_DATA SUPPLIED:_

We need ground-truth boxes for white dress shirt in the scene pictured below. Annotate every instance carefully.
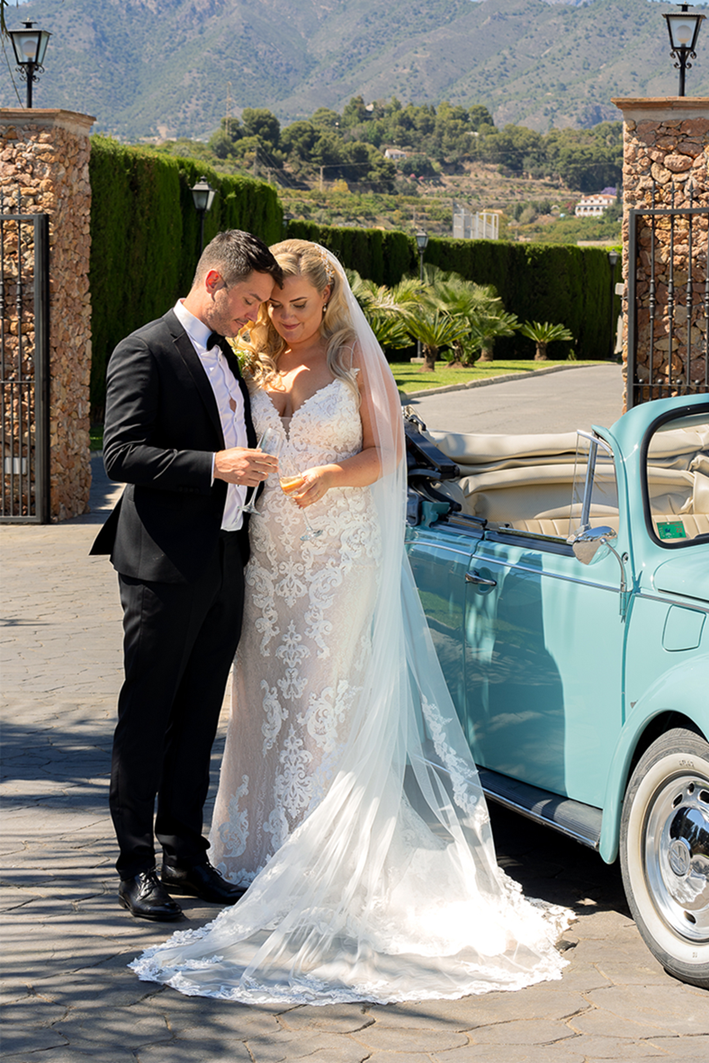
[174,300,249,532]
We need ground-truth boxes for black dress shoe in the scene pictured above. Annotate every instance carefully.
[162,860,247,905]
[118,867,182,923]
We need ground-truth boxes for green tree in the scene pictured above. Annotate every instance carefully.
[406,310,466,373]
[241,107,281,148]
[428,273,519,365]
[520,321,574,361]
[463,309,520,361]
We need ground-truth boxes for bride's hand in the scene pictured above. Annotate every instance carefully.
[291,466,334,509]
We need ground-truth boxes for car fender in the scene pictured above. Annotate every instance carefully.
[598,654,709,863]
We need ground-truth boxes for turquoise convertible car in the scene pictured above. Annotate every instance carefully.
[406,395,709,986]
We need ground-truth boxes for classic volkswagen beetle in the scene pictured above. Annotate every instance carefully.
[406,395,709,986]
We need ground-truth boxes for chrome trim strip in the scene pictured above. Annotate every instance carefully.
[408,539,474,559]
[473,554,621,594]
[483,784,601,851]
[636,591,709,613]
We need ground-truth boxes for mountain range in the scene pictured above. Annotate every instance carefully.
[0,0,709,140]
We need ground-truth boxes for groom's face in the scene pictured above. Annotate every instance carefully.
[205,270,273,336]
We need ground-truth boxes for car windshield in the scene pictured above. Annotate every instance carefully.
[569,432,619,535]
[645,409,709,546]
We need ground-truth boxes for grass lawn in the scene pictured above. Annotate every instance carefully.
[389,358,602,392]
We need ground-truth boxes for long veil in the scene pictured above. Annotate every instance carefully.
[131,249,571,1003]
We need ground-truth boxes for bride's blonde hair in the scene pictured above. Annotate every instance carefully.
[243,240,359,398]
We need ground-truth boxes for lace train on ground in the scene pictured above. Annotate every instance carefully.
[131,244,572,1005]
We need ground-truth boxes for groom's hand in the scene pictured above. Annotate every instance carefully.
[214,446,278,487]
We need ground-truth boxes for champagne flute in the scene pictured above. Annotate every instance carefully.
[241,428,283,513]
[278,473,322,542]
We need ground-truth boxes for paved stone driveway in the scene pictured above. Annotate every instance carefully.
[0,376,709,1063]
...
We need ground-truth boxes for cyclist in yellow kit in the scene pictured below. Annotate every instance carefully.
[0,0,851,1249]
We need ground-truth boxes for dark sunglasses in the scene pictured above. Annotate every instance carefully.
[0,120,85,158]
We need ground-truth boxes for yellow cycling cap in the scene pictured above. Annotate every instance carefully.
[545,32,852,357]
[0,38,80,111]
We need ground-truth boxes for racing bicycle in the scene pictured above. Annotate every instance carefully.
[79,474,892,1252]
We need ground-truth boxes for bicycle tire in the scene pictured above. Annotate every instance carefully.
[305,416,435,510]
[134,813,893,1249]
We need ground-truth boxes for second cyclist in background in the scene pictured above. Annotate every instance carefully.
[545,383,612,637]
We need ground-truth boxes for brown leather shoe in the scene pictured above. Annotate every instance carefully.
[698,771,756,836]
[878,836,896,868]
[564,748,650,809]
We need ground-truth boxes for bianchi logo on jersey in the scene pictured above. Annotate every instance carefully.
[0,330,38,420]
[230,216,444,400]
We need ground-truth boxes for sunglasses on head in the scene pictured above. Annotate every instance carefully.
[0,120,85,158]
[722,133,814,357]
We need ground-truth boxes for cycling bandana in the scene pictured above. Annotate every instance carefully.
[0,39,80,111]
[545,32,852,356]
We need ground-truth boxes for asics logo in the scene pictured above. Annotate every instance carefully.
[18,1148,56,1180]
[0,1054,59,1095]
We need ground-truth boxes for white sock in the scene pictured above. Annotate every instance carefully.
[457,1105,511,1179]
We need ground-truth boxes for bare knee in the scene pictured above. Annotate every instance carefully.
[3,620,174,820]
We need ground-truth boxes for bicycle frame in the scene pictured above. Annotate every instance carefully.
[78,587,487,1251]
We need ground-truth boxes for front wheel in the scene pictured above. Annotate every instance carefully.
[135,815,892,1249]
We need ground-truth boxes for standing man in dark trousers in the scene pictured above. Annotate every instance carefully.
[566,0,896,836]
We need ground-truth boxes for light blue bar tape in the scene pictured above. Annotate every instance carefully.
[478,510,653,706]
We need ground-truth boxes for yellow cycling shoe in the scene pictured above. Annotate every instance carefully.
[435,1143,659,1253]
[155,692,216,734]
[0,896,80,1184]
==
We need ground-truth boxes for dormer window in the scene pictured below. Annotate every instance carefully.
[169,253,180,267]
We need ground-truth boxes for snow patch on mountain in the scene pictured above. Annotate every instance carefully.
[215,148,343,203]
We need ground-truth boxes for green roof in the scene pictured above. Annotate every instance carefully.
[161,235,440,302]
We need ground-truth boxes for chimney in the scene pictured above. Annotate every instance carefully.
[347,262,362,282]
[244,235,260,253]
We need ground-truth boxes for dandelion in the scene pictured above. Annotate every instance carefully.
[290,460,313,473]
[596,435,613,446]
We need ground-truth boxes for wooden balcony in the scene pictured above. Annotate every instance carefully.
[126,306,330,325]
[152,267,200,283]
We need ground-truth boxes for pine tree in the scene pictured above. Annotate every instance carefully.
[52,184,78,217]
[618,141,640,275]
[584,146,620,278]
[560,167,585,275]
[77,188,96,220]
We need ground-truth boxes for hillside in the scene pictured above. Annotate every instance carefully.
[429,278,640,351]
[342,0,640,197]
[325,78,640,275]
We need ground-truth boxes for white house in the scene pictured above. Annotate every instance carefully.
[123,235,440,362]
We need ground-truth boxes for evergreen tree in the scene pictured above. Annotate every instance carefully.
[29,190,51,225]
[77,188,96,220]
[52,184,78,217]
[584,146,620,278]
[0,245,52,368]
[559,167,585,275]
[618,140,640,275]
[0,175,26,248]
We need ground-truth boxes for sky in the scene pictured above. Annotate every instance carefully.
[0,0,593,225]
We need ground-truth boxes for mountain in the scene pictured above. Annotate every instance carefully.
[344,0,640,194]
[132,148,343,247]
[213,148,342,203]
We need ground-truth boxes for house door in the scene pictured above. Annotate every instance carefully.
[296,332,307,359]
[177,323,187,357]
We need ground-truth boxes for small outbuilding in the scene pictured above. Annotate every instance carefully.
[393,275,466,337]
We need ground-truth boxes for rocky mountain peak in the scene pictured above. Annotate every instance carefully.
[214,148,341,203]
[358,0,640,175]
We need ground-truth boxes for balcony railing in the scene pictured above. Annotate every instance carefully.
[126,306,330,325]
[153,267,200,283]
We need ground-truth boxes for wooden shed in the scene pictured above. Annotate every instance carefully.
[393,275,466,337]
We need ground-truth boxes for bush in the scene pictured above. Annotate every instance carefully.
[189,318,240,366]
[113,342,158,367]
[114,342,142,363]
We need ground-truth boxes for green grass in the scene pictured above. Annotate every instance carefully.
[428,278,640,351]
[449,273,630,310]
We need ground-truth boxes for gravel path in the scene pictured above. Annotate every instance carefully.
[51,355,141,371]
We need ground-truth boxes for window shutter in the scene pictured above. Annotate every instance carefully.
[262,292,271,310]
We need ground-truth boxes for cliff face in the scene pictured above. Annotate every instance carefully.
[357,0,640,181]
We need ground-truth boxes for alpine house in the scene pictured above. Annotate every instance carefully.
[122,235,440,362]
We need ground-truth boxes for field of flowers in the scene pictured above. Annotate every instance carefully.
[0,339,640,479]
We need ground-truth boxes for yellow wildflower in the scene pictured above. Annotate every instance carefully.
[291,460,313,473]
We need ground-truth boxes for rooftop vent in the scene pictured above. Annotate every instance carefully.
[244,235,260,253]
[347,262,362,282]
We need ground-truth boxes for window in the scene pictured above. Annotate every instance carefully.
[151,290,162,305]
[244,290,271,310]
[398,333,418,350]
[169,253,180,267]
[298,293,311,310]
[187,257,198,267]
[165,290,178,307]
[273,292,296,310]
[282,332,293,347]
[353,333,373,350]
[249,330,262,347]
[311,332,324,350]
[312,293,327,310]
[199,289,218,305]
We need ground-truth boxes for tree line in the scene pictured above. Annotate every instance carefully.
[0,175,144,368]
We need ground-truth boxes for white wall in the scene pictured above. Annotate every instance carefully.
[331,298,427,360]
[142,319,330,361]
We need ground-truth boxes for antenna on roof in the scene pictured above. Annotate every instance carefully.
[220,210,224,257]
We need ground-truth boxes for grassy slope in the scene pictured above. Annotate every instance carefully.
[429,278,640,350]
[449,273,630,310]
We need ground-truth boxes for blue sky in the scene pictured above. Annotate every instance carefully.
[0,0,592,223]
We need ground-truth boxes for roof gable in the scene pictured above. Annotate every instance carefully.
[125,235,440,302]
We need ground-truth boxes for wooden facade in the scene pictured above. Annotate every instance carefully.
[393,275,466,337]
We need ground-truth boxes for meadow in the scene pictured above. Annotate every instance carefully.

_WHAT TO WORK ON:_
Output the lines of the listing from the line containing "We need ground-truth boxes for racing" through the line containing "[135,815,892,1249]", inclusive, exactly as they appear.

_EXERCISE RESULT:_
We need ground-truth boxes for racing bicycle in the scene pictured above. Annotate every instance carefully.
[79,474,892,1252]
We need ground-truth boxes for bicycle tire in the scene pictured above. Annotate every instance carefully.
[305,416,435,510]
[134,813,893,1249]
We need ground-truth boxes for second cyclist in background in the scene pictured above. Annotate every instance carefully.
[545,383,612,637]
We need ground-truth boxes for brown leather shoe in the scene pictured above. Annotate every instance carefully.
[698,771,756,836]
[878,836,896,868]
[564,748,650,809]
We need ground-truth boxes for bianchi logo on jersey in the scene pictured above. Annotate every instance carefully.
[0,330,38,420]
[230,216,444,400]
We need ground-truth boxes for sunglasses on head in the scene pictured above. Annotate every instance carefully.
[0,120,85,158]
[722,133,814,357]
We need ground-truth boxes for cycling bandana in the scene pictured above. Annotate every instance carefully.
[0,39,80,111]
[545,32,852,356]
We need ground-truth boxes for asics logo in the scene pictured above. Annotate every instance carefully.
[18,1148,56,1180]
[0,1054,59,1095]
We need ground-truth boxes for white sock in the scene pictured above. Annotate every instance carefully.
[457,1105,511,1179]
We need ground-truth boxes for bare knee in the scene pictured above. Annotate every instance carefully.
[3,620,174,820]
We need ground-truth boxes for bicycle frame in the scene pictured above. Annotate every instance carefully.
[78,587,487,1251]
We need ground-truth boxes for front wheel in the scene pictured above. Annotate every instance carefully.
[135,815,892,1249]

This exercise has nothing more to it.